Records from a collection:
>>>>>

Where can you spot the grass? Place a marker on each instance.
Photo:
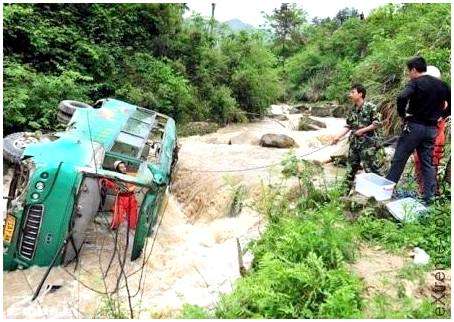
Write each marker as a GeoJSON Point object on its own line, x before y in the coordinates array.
{"type": "Point", "coordinates": [300, 262]}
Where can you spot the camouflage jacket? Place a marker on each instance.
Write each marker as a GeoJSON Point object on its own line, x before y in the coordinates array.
{"type": "Point", "coordinates": [358, 118]}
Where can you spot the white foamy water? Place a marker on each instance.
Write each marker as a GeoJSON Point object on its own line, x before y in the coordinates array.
{"type": "Point", "coordinates": [194, 258]}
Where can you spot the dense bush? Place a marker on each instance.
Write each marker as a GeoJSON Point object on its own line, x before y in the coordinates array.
{"type": "Point", "coordinates": [146, 54]}
{"type": "Point", "coordinates": [371, 51]}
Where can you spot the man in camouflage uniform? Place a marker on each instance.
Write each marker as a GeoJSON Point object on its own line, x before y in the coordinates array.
{"type": "Point", "coordinates": [363, 121]}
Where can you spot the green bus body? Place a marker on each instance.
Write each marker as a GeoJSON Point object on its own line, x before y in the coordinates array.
{"type": "Point", "coordinates": [68, 170]}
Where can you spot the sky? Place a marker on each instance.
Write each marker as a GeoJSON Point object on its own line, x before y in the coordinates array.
{"type": "Point", "coordinates": [250, 11]}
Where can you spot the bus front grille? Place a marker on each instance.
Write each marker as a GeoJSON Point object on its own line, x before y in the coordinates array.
{"type": "Point", "coordinates": [31, 231]}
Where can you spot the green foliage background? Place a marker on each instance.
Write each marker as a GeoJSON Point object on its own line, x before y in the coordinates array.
{"type": "Point", "coordinates": [196, 69]}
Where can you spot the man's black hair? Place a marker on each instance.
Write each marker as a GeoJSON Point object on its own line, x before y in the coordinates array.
{"type": "Point", "coordinates": [360, 89]}
{"type": "Point", "coordinates": [417, 63]}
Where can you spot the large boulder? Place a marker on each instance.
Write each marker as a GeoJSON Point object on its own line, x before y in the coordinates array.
{"type": "Point", "coordinates": [277, 141]}
{"type": "Point", "coordinates": [197, 128]}
{"type": "Point", "coordinates": [339, 111]}
{"type": "Point", "coordinates": [278, 109]}
{"type": "Point", "coordinates": [301, 107]}
{"type": "Point", "coordinates": [306, 123]}
{"type": "Point", "coordinates": [321, 111]}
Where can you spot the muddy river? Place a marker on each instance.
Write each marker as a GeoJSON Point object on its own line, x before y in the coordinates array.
{"type": "Point", "coordinates": [194, 257]}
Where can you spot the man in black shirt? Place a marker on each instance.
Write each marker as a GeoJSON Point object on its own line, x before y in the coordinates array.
{"type": "Point", "coordinates": [426, 96]}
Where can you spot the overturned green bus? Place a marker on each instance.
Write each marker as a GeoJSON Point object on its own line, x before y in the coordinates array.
{"type": "Point", "coordinates": [55, 192]}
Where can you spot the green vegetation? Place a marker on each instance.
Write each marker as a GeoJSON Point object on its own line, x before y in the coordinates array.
{"type": "Point", "coordinates": [197, 70]}
{"type": "Point", "coordinates": [346, 49]}
{"type": "Point", "coordinates": [301, 266]}
{"type": "Point", "coordinates": [149, 55]}
{"type": "Point", "coordinates": [143, 53]}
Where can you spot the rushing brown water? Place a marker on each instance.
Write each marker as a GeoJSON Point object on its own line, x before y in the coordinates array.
{"type": "Point", "coordinates": [194, 258]}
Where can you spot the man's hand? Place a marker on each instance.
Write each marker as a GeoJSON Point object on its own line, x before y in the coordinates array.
{"type": "Point", "coordinates": [359, 132]}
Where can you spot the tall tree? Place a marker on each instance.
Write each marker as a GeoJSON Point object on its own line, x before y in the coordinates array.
{"type": "Point", "coordinates": [286, 25]}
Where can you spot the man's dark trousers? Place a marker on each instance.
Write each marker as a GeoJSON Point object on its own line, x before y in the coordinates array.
{"type": "Point", "coordinates": [420, 137]}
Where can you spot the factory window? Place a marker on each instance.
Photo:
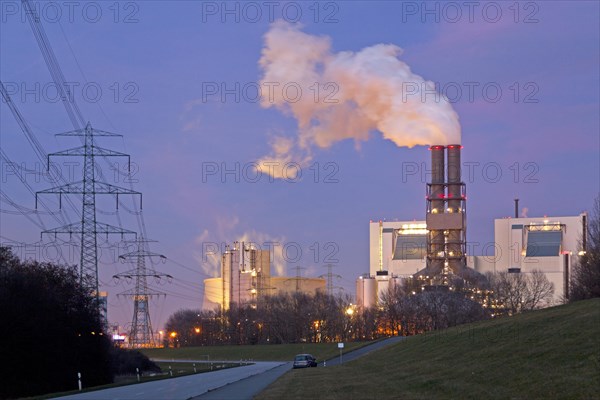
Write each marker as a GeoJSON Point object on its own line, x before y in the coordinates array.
{"type": "Point", "coordinates": [410, 247]}
{"type": "Point", "coordinates": [543, 244]}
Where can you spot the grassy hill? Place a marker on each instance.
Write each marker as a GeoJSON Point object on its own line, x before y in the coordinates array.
{"type": "Point", "coordinates": [266, 352]}
{"type": "Point", "coordinates": [545, 354]}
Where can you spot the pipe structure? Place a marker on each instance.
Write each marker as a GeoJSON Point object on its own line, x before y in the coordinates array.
{"type": "Point", "coordinates": [437, 196]}
{"type": "Point", "coordinates": [455, 238]}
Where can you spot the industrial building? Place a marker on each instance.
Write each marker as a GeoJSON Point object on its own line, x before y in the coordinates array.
{"type": "Point", "coordinates": [435, 250]}
{"type": "Point", "coordinates": [246, 278]}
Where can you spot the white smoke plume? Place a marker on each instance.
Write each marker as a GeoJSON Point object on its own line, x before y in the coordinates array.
{"type": "Point", "coordinates": [358, 92]}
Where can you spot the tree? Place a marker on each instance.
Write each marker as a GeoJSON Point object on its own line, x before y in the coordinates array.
{"type": "Point", "coordinates": [52, 330]}
{"type": "Point", "coordinates": [585, 278]}
{"type": "Point", "coordinates": [518, 292]}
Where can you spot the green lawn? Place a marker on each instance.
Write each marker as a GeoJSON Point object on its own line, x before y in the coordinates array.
{"type": "Point", "coordinates": [546, 354]}
{"type": "Point", "coordinates": [267, 352]}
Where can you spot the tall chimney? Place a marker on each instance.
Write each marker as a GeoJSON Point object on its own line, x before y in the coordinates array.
{"type": "Point", "coordinates": [437, 196]}
{"type": "Point", "coordinates": [455, 237]}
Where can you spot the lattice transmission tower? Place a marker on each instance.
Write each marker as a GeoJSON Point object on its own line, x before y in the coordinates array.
{"type": "Point", "coordinates": [330, 275]}
{"type": "Point", "coordinates": [89, 228]}
{"type": "Point", "coordinates": [141, 334]}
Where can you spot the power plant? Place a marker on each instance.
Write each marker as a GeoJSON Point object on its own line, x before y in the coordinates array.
{"type": "Point", "coordinates": [446, 214]}
{"type": "Point", "coordinates": [433, 252]}
{"type": "Point", "coordinates": [246, 279]}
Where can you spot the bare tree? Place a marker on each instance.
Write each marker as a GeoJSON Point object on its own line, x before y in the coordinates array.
{"type": "Point", "coordinates": [518, 292]}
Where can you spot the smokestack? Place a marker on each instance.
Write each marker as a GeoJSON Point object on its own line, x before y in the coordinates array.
{"type": "Point", "coordinates": [454, 186]}
{"type": "Point", "coordinates": [455, 233]}
{"type": "Point", "coordinates": [437, 196]}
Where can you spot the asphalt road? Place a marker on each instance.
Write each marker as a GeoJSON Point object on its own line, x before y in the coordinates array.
{"type": "Point", "coordinates": [246, 389]}
{"type": "Point", "coordinates": [241, 383]}
{"type": "Point", "coordinates": [181, 388]}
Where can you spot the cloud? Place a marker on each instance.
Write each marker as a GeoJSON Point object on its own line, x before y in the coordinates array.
{"type": "Point", "coordinates": [346, 95]}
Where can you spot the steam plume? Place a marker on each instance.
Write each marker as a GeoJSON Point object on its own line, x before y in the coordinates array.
{"type": "Point", "coordinates": [371, 89]}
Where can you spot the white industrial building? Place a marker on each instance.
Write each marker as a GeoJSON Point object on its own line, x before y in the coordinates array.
{"type": "Point", "coordinates": [246, 278]}
{"type": "Point", "coordinates": [552, 245]}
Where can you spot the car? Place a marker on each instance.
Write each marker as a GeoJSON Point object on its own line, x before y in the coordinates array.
{"type": "Point", "coordinates": [304, 361]}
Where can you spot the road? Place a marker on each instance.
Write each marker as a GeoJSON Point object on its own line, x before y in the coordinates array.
{"type": "Point", "coordinates": [239, 383]}
{"type": "Point", "coordinates": [181, 388]}
{"type": "Point", "coordinates": [247, 389]}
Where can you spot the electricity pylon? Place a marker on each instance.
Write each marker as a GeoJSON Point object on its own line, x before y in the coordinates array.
{"type": "Point", "coordinates": [88, 228]}
{"type": "Point", "coordinates": [141, 334]}
{"type": "Point", "coordinates": [330, 275]}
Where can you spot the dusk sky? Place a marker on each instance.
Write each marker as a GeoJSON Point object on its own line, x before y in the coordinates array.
{"type": "Point", "coordinates": [522, 78]}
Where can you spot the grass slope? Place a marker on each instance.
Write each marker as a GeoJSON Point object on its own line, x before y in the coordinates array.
{"type": "Point", "coordinates": [268, 352]}
{"type": "Point", "coordinates": [551, 353]}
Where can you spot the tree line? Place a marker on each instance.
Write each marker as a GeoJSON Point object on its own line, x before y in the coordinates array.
{"type": "Point", "coordinates": [305, 318]}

<<<<<

— WORK REQUIRED —
Pull out all lines containing the word "tree" from the entries above.

— YOUR RESPONSE —
Where can you spot the tall tree? Place a marker on each instance.
Where can you spot the tree? Place a marker on each instance.
Where can you spot the bare tree? Place a marker on each instance.
Where can you spot the tree line? Place a marker on each instance.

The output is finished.